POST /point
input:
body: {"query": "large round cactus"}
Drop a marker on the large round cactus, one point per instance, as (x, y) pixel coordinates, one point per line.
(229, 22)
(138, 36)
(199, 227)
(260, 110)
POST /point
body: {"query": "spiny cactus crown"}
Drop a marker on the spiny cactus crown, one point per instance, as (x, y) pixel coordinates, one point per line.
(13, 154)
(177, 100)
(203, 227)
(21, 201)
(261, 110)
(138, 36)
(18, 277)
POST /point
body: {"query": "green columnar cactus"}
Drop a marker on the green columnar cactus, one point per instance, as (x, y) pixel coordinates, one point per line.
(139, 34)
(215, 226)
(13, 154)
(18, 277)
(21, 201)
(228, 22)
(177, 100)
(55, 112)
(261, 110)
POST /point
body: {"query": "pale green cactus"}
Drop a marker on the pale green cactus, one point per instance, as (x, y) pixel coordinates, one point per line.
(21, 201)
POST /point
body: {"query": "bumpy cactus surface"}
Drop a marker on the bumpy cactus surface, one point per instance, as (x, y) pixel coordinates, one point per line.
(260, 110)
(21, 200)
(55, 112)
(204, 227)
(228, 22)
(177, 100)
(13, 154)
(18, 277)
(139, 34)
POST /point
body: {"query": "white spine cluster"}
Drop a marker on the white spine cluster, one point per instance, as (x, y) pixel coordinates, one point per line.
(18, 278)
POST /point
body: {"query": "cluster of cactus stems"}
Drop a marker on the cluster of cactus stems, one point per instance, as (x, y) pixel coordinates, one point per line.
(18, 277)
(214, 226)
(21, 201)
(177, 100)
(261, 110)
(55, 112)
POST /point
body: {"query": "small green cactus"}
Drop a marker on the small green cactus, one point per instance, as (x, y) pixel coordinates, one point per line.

========================

EXERCISE DESCRIPTION | Report every line containing the string "body" in the material.

SOLUTION BELOW |
body: {"query": "large round cactus"}
body: {"query": "spiny cactus crown"}
body: {"query": "green columnar cactus"}
body: {"query": "pale green cactus"}
body: {"query": "bumpy cactus surface"}
body: {"query": "white spine cluster"}
body: {"query": "cluster of cactus stems"}
body: {"query": "small green cactus"}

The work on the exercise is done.